Posted: Fri Jan 07, 2022 12:21 pm
by johannes.rost
Some new insights:
  • Those erros can also occur after a freshly cloned pycom 1.20.2.r6 version
    • without Bluetooth and CAN
    • without any custom C code
    • with frozen Python code
    but we also have compiled versions with 1.20.2.r6 that work without those errors.
  • It does not seem to matter if Python code to be frozen is located in "Custom" or a different folder (added in mkrules.mk)
I am investigating further, but it seems that in other versions that worked the Python code was frozes by an mpy-cross which was compiled with GCC 11.2.0. The ones that seem to cause trouble were compiled with GCC 10.3.0. The binaries of both mpy-cross versions are different in some places. But the resulting firmware binaries are the same. So maybe the tests were not long enough to observe the erroneoues behaviour.

Re: Strange Micropython Code Execution With Custom (But Unused) C-Code

Posted: Tue Jan 11, 2022 7:42 am
by johannes.rost
OK now I am lost and hopefully someone can put me in the right direction or has a hint about this.

I compiled the untouched pycom 1.20.2.r6 with custom Python code under esp32/frozen/Custom. No submodules involved there.

The version I compiled (Ubuntu Mate VM 21.10, GCC 11.2.0) shows the strange errors above on a device, that with a different version before did not produce these errors. So a device failure is ruled out.
The version another person compiled on their machine (Ubuntu Mate VM 21.10, GCC 11.2.0) does NOT schow the strange errors. BUT: using a mpy-cross compiled on my machine, the other person was also able to compile a binary with which the devices produced such errors. We are now about to compare compiled binaries between the two VMs.

If the frozen bytecode sometimes is executed wrong, or memory is confused somehow, why could it seemingly be dependent on the machine the code is compiled on?
Why does something like this happen at all?

Re: Strange Micropython Code Execution With Custom (But Unused) C-Code

Posted: Wed Jan 12, 2022 2:16 pm
by johannes.rost
Update:
There was a misunderstinge between the other person and me. So the binary that did produce the strange execution behaviour was actually compiled on a (third) different machine, which had the xtensa compiler version 1.22.0-80 installed. The versions that worked fine were built with 1.22.0-98, and on my machine (which produced binaries that show strange behaviour) again with 1.22.0-80.

Current summary:

VM1: always shows errors
GCC: 10.3.0 and 11.2.0
xtensa: 1.22.0-80

VM2: never showed errors
GCC: 11.2.0
xtensa: 1.22.0-98

VM3: always shows errors
GCC: 11.2.0
xtensa: 1.22.0-80

Tests still pending to see if that is provable by using xtensa 1.22.0-98 on VM1

Re: Strange Micropython Code Execution With Custom (But Unused) C-Code

Posted: Wed Jan 12, 2022 5:05 pm
by Roberthh
Yor are talking about the Pycom branch of Micropython. You may get better support at the Pycom forum. Since I worked a little bit with Oycom devices and the firmware I could make a blind guess. The pycom firmware alone alone fills it's partitions. So adding code may cause your problem.

Re: Strange Micropython Code Execution With Custom (But Unused) C-Code

Posted: Fri Jan 14, 2022 11:31 am
by johannes.rost
Thank you very much Roberthh for your reply! That could indeed have been a problem, there is not too much space left for custom code. Fortunately, I checked that already before. Also, it appears in versions with binary size around 1.6M and around 1.9M.
Most interestingly, it is always like that: the device runs for some time (in the realm of several hours), and after that, the described errors repeatedly appear in shorter cycles than the time span til the first appearance of the error.
I already posted at Pycom's forum, but since it still could have been possible that this has something to do with mpy-cross or the Micropython VM environment in general, I kept this thread updated.

I think we were able to track the origin of the error down, at least in this specific environment (ESP32, Pycom 1.20.2.r6, custom Python code, also combination of custom Python and C code):

All binaries compilled with xtensa 1.22.0-80 show this strange behaviour.
All binaries compiled with xtensa 1.22.0-98 DO NOT show this strange behaviour (same device, same VM, other devices, different VM)

So for now, this seems to be solved by simply use a more recent compiler.

■ **What you should do**:
Answer these questions about the forum thread:
(a) Which xtensa compiler version was on VM2, the machine that never showed errors?
(b) According to Roberthh, what does the Pycom firmware alone do to its partitions?
(c) About how long does the device run before the errors first appear?
Answer using only the forum thread above.

■ **Supplied information**:
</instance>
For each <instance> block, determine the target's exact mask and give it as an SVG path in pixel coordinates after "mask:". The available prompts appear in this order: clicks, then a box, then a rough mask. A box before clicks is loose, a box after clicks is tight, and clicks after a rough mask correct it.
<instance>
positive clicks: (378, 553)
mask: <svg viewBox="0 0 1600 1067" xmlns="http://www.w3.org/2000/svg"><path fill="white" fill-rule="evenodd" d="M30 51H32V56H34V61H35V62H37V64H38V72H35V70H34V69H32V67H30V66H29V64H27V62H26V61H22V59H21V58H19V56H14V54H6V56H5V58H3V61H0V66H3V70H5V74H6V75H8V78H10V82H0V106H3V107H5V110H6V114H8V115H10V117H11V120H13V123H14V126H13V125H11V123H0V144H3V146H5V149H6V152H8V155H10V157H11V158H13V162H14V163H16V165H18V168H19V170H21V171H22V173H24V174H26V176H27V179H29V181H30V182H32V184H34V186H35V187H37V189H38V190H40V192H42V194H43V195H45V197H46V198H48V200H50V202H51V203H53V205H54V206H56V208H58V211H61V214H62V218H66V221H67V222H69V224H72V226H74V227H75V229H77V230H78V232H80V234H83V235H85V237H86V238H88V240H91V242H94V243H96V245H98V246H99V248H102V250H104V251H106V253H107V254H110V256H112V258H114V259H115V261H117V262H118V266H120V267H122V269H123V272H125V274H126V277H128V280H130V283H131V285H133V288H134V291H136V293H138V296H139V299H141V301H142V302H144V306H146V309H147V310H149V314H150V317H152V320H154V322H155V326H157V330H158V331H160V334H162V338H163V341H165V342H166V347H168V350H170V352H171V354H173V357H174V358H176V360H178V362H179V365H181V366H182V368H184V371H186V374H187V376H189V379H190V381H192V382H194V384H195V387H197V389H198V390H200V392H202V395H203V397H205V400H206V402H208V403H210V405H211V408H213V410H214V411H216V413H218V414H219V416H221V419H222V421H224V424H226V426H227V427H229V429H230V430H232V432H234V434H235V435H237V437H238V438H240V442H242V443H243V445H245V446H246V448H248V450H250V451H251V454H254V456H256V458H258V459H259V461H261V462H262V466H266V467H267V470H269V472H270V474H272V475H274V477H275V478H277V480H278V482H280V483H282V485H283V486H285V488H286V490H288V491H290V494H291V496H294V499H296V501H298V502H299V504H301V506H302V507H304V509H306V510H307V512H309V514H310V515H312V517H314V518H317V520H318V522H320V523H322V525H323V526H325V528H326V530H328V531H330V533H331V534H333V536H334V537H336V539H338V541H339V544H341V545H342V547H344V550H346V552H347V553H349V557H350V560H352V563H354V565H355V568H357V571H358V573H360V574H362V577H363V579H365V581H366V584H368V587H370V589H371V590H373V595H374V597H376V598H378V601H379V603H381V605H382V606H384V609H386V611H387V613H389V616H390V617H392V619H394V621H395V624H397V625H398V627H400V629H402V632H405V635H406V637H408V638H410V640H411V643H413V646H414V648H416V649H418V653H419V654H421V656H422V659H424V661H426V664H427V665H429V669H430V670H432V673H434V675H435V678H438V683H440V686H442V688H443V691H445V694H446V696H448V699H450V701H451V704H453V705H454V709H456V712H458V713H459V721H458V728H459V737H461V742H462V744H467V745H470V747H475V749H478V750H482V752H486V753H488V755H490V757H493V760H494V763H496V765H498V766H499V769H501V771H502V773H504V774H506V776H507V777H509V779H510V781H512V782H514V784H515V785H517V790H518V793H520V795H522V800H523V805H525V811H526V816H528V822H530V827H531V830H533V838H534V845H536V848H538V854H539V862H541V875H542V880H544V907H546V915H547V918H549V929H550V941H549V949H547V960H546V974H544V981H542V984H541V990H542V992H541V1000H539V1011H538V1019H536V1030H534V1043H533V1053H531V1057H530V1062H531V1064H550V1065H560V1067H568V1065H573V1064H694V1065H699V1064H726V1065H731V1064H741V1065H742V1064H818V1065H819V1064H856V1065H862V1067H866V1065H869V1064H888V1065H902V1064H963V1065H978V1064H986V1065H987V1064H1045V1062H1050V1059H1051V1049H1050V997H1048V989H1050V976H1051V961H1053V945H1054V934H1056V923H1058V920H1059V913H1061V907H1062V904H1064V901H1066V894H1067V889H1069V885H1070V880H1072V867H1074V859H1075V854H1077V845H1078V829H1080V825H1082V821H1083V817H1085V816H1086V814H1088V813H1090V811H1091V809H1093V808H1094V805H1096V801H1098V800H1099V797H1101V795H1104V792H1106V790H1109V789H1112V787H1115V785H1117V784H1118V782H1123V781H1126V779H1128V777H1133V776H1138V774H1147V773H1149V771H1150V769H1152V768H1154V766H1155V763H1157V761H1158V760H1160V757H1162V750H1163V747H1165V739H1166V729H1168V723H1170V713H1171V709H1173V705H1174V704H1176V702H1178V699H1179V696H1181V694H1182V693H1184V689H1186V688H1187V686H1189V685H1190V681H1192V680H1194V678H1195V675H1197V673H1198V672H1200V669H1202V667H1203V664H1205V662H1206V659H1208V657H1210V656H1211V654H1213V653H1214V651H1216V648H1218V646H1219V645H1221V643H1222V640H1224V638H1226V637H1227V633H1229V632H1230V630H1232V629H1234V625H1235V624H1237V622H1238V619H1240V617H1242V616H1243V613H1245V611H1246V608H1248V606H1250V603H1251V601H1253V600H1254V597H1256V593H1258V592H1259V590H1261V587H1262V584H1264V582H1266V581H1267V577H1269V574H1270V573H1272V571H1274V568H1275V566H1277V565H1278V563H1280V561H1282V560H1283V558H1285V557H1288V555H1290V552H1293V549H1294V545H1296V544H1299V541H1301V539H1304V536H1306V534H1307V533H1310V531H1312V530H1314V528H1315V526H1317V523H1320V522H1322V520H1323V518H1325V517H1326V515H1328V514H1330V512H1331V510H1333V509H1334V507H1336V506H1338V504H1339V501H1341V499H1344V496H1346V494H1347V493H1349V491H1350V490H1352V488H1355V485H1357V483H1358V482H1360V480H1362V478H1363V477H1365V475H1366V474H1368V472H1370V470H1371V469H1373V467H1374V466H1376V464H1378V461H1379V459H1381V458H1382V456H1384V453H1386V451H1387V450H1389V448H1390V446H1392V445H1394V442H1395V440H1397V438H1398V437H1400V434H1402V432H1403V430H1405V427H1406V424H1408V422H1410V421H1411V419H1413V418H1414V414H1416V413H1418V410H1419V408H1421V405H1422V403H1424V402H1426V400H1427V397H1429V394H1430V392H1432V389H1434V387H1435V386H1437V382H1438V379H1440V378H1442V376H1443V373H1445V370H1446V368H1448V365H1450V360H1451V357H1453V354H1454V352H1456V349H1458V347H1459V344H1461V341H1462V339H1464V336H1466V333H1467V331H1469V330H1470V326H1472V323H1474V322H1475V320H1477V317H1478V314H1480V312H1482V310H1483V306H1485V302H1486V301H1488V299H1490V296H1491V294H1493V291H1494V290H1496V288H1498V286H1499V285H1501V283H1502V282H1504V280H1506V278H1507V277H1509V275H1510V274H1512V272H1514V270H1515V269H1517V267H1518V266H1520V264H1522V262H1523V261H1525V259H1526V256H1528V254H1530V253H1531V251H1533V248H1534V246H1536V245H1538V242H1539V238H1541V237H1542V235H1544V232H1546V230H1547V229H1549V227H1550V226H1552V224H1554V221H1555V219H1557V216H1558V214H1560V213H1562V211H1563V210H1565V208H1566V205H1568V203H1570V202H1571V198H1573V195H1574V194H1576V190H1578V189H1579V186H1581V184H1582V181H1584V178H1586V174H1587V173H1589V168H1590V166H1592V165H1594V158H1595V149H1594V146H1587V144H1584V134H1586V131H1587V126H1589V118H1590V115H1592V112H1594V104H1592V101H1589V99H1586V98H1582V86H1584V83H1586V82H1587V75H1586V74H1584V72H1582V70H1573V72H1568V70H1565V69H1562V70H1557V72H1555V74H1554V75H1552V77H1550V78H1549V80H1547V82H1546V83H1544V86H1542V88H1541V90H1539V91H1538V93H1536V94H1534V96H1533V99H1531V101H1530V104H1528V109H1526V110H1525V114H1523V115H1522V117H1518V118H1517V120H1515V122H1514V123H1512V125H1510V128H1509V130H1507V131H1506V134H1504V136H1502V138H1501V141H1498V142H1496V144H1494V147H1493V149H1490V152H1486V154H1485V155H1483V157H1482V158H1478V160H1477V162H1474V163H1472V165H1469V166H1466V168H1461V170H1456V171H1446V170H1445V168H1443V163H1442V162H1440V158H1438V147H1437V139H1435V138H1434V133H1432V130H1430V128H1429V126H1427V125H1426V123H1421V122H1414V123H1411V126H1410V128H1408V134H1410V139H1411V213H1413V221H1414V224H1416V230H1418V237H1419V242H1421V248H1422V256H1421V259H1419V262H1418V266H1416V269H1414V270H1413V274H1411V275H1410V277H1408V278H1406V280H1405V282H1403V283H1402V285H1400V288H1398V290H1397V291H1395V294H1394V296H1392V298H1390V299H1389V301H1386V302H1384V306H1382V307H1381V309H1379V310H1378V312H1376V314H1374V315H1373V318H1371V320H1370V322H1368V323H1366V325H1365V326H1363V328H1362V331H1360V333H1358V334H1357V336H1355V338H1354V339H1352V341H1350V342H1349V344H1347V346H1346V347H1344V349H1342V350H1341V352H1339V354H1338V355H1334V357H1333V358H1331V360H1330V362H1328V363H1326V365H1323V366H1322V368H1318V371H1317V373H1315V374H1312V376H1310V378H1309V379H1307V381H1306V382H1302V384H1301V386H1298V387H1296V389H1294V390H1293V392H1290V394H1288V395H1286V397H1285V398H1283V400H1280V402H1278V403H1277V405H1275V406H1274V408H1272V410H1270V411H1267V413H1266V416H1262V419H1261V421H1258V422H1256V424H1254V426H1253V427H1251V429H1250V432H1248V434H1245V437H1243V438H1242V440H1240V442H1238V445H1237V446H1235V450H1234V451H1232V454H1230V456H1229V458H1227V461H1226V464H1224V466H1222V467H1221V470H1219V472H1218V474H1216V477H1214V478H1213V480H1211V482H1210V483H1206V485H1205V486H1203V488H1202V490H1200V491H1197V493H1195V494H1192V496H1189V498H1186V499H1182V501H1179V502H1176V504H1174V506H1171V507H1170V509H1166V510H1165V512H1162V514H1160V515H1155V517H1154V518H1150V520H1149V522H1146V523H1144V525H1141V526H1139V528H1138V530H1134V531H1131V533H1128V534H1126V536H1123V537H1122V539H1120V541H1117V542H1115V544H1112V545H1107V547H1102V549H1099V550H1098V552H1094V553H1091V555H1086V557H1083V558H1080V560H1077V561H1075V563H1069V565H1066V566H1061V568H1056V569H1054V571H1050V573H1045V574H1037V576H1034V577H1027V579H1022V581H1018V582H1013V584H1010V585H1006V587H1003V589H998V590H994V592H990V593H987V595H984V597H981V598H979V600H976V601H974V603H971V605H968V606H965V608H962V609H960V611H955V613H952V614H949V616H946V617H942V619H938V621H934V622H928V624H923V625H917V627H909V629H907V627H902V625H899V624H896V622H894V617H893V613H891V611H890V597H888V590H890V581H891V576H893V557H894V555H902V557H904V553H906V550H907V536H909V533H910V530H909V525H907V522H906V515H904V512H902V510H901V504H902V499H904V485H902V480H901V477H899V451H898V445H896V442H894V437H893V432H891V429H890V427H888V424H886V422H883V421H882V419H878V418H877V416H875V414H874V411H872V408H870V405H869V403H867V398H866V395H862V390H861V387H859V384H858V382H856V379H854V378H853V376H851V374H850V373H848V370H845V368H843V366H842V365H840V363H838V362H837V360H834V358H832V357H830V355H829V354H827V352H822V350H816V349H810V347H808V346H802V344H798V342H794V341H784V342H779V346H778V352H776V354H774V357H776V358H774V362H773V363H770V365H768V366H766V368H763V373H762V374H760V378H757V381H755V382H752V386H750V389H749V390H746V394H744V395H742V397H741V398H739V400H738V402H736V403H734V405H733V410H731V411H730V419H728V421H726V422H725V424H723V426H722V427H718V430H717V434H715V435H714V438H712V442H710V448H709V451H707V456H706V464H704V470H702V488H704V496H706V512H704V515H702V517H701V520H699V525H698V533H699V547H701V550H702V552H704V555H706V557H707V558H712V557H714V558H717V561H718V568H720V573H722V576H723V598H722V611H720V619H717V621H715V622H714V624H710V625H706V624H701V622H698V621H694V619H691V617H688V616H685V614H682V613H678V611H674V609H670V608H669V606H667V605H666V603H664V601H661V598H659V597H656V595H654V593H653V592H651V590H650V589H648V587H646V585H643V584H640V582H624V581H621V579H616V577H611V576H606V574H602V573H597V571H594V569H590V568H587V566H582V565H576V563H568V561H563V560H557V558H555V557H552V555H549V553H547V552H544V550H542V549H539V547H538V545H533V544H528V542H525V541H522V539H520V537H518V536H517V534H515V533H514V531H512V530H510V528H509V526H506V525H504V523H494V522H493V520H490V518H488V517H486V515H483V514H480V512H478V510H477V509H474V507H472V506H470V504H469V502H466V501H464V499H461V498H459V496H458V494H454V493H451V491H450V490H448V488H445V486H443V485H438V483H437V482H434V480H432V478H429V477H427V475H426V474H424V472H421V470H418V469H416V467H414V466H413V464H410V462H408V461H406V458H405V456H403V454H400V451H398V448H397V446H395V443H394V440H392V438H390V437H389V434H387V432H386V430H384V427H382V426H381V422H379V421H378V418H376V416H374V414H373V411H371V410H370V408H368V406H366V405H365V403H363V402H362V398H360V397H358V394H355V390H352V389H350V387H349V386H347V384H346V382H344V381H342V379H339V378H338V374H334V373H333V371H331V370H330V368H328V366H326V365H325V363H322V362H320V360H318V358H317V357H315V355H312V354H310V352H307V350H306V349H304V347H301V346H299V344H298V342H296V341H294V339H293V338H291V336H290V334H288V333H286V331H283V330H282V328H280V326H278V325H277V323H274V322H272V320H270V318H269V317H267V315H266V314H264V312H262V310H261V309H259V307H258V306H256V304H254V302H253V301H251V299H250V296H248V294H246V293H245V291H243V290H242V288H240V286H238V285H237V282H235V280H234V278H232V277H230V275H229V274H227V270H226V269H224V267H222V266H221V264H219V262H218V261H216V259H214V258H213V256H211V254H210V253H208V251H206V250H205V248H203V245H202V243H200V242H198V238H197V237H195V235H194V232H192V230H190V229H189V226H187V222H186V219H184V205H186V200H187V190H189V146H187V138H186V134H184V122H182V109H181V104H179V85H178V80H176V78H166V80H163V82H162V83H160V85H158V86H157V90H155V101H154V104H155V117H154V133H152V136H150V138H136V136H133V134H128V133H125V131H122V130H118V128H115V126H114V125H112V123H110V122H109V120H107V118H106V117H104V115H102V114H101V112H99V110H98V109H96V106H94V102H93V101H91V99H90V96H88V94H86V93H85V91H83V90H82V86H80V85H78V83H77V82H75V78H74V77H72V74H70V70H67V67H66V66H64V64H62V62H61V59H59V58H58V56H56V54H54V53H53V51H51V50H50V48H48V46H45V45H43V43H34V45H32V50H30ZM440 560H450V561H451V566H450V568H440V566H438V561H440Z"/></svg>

■ **Final answer**:
(a) 1.22.0-98
(b) It fills them.
(c) Several hours.